* **SOURCE EXTRACT**:
In the midst of the economic turbulence caused by Donald Trump’s trade war, a small silver lining has emerged for the alcohol industry: the European Union has decided not to impose retaliatory tariffs on American bourbon.
Bourbon and other U.S. whiskeys have been spared from the EU’s countermeasures, largely thanks to lobbying efforts from key European drink-producing countries such as Ireland, France, and Italy. These nations, which have significant alcohol industries of their own, feared that a global trade war could cause severe damage to their markets.
The EU had initially planned to impose tariffs on a range of U.S. goods in response to Trump’s tariffs on steel and aluminum, announced the previous month. According to a leaked draft list first reported by Reuters, bourbon and wine were set to be included in those retaliatory measures. However, after considerable lobbying and discussions with industry stakeholders, these products were removed from the final list of targets.

* **THE DATA**:

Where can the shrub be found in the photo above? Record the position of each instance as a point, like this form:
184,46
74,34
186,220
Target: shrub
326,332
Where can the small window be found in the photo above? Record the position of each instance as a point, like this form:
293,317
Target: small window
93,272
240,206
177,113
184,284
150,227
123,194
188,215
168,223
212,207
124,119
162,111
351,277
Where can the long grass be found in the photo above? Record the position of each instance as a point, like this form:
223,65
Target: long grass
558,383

==

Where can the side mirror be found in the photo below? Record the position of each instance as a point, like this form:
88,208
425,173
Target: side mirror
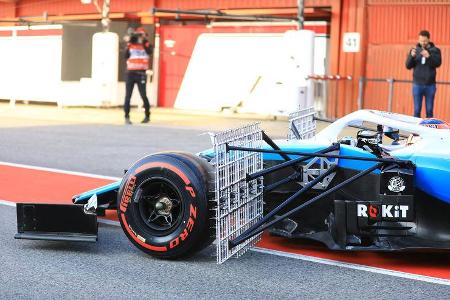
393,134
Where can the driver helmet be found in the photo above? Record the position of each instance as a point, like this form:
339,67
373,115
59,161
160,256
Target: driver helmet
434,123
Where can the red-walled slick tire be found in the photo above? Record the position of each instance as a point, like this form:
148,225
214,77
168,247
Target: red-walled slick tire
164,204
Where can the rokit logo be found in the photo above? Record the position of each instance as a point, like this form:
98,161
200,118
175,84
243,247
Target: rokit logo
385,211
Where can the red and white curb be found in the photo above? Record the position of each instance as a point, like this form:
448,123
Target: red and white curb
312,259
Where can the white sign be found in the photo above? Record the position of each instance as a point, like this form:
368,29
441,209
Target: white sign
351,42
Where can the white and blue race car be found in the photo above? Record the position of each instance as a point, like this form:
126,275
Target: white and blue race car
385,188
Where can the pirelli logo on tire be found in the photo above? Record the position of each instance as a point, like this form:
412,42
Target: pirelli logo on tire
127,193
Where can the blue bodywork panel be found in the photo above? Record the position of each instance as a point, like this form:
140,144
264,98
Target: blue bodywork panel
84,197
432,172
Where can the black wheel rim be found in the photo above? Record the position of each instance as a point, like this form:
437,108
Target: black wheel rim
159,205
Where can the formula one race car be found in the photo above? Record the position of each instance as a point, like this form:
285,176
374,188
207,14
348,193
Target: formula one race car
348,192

---

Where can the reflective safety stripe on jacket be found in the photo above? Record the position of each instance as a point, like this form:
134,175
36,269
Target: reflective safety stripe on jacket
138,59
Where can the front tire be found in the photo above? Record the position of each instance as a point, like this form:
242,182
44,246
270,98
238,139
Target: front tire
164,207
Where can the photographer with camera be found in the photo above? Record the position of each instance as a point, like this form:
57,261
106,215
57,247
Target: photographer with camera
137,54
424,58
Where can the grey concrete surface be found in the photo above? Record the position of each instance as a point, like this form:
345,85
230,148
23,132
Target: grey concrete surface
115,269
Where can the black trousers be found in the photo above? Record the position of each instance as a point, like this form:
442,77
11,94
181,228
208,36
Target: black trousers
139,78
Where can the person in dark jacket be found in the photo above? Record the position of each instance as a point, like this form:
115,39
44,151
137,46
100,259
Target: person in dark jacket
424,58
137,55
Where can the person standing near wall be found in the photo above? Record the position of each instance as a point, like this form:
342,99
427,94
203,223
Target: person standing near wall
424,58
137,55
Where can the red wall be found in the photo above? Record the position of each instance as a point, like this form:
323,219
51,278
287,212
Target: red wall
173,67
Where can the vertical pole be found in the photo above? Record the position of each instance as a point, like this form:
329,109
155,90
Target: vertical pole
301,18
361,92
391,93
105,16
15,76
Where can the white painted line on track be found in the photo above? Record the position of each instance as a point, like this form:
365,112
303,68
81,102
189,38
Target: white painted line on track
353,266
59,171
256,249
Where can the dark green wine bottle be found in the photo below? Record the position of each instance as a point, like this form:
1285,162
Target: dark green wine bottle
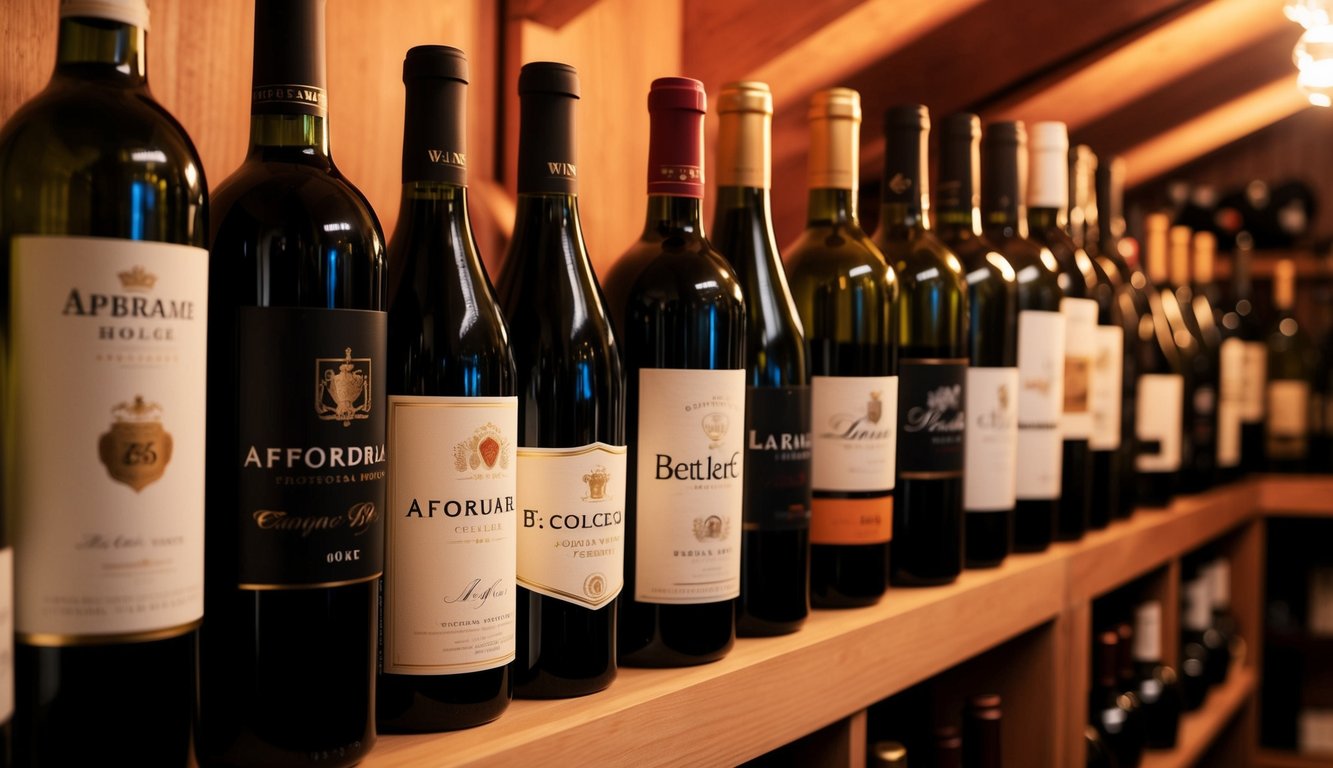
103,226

* **WORK ITEM A**: In the bourbon tariff passage, which European countries lobbied to keep U.S. whiskeys off the EU's list of countermeasures?
* **WORK ITEM B**: Copy the bourbon tariff passage word for word, everything from "Bourbon and other" down to "to their markets.".

* **RESPONSE BOX A**: Ireland, France, and Italy.

* **RESPONSE BOX B**:
Bourbon and other U.S. whiskeys have been spared from the EU’s countermeasures, largely thanks to lobbying efforts from key European drink-producing countries such as Ireland, France, and Italy. These nations, which have significant alcohol industries of their own, feared that a global trade war could cause severe damage to their markets.